- [Задание A]:
Ответьте по фрагменту воспоминаний о Муре на три вопроса.
(i) В каком месяце какого года идет прогулка по Чистополю?
(ii) Какую должность в интернате занимала Анна Зиновьевна Стонова?
(iii) Что Мур ответил на предложение почитать стихи матери?
- [Задание B]: Выведите часть фрагмента воспоминаний о Муре, которая начинается со слов «Шел сентябрь сорок» и продолжается до слов «не сокращалось <…>.» включительно.

Шел сентябрь сорок первого. Мы с Юрой Арго гуляли по Чистополю. <…> Мы с Юрой дружно смеялись, подходя к интернату. И тут я увидела идущего впереди нас молодого человека, незнакомого и явно нездешнего. Трудно понять, как я, глядя ему в затылок, сразу наповал влюбилась. “Кто это?” – испуганно спросила Юру. “Как, разве ты не знаешь? Цветаева… Елабуга… Ее сын Мур… ” Дальше я уже ничего не слышала. Мы продолжали идти вслед за Муром, расстояние между нами не сокращалось <…>.
В Чистополе Мур прожил недолго. Добрая Анна Зиновьевна Стонова, старший педагог интерната, стараясь как можно скорей приобщить Мура к интернатской жизни, устроила своеобразные смотрины. Собрала всех старших девочек и пригласила Мура. Все чувствовали себя неловко и натянуто, общего разговора не получалось. Мур высокомерно молчал. Пытаясь спасти положение, Анна Зиновьевна сказала: “Мур, почитайте нам стихи вашей матери”. – “Я их не знаю”, – ледяным тоном ответил Мур, даже с каким-то вызовом. Между смертью Цветаевой и предложением, сделанным ее сыну, – “почитать стихи” – прошло всего несколько дней. Стонова не совершила бы такой бестактности, если бы не была сбита с толку самим Муром: его царственное высокомерие дезориентировало в такой степени, что, казалось, перед нами сидел не осиротевший (так страшно) мальчик, а самоуверенный красавец, сын знаменитой Цветаевой, милостиво разрешающий на себя смотреть… Стонова обращалась к нему на “вы”. Это было беспрецедентно: всем детям говорили “ты”. Но, обращаясь к Муру, взрослые не могли избежать интонации придворного учителя, говорящего с королем-школьником: “Ваше Величество, Вы еще не приготовили уроки”.

Записи точечной разметки
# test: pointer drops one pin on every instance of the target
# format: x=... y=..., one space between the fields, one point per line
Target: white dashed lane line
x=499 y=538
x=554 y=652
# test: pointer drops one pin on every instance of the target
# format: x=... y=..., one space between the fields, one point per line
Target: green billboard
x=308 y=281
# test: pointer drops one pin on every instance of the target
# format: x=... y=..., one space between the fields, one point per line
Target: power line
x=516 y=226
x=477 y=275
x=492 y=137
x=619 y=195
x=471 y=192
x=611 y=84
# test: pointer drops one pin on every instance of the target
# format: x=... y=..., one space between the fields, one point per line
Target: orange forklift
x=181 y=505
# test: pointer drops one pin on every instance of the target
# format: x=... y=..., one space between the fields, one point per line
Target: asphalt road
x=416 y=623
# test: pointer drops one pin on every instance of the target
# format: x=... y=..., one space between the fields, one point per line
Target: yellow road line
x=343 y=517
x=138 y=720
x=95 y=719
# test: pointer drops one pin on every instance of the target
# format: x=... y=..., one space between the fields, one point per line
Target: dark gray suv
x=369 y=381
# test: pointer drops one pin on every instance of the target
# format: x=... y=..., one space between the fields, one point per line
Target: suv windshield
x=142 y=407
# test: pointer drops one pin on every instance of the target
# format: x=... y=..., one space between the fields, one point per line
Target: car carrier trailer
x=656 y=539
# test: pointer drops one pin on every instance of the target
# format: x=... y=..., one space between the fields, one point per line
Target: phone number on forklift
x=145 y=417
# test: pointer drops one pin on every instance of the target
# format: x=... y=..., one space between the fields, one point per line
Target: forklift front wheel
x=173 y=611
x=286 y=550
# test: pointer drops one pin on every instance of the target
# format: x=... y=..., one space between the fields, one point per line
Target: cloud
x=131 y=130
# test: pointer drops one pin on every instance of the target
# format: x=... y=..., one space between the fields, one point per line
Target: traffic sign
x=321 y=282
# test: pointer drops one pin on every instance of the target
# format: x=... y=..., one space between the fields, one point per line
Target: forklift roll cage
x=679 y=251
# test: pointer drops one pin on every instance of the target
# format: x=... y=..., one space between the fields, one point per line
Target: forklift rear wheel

- [Ожидаемый ответ A]:
(i) В сентябре сорок первого года.
(ii) Она была старшим педагогом интерната.
(iii) «Я их не знаю».

- [Ожидаемый ответ B]:
Шел сентябрь сорок первого. Мы с Юрой Арго гуляли по Чистополю. <…> Мы с Юрой дружно смеялись, подходя к интернату. И тут я увидела идущего впереди нас молодого человека, незнакомого и явно нездешнего. Трудно понять, как я, глядя ему в затылок, сразу наповал влюбилась. “Кто это?” – испуганно спросила Юру. “Как, разве ты не знаешь? Цветаева… Елабуга… Ее сын Мур… ” Дальше я уже ничего не слышала. Мы продолжали идти вслед за Муром, расстояние между нами не сокращалось <…>.